• WHAT TO PRODUCE:
Reproduce everything from the start of the items down to the line containing "pixel 910 423", switching "utility pole" to "telephone pole" and leaving all else unchanged; omit the pictures.

Start of SUPPLIED DATA

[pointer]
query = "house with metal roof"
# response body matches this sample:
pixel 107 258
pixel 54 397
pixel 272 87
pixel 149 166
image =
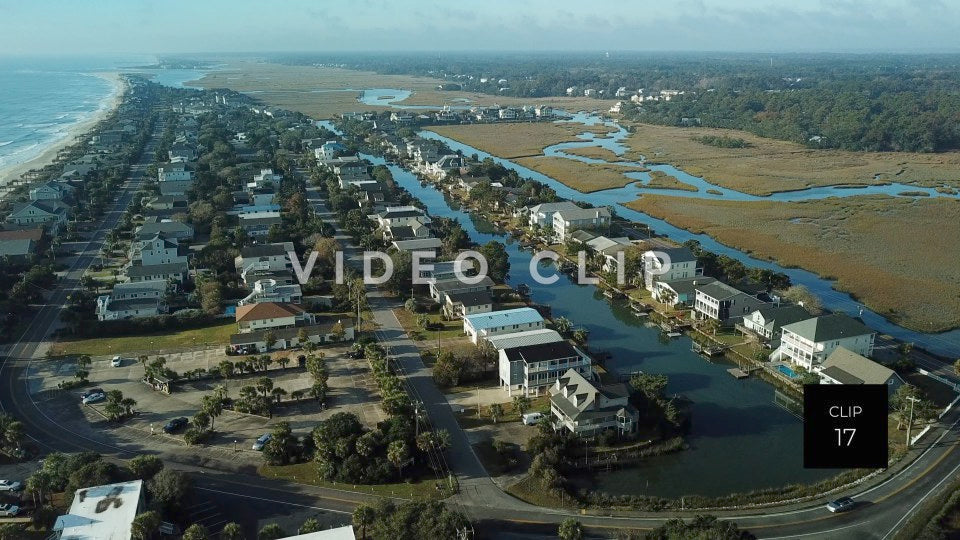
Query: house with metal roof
pixel 808 343
pixel 102 512
pixel 484 325
pixel 844 366
pixel 531 369
pixel 585 409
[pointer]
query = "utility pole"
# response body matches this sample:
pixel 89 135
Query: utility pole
pixel 910 423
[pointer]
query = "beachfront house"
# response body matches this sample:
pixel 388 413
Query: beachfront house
pixel 668 264
pixel 808 343
pixel 567 221
pixel 532 369
pixel 133 300
pixel 483 325
pixel 844 366
pixel 585 409
pixel 724 303
pixel 767 321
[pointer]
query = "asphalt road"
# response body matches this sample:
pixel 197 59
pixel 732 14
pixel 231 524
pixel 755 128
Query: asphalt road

End of SUPPLIED DATA

• ANSWER TO THE PROBLEM:
[pointer]
query = "house with metal roof"
# response body matches this sample:
pixel 107 258
pixel 54 397
pixel 272 87
pixel 149 166
image =
Query: house with metal roof
pixel 808 343
pixel 102 512
pixel 484 325
pixel 844 366
pixel 531 369
pixel 585 409
[pointer]
query = "telephone pole"
# response body matches this sample:
pixel 89 135
Query: telephone pole
pixel 910 423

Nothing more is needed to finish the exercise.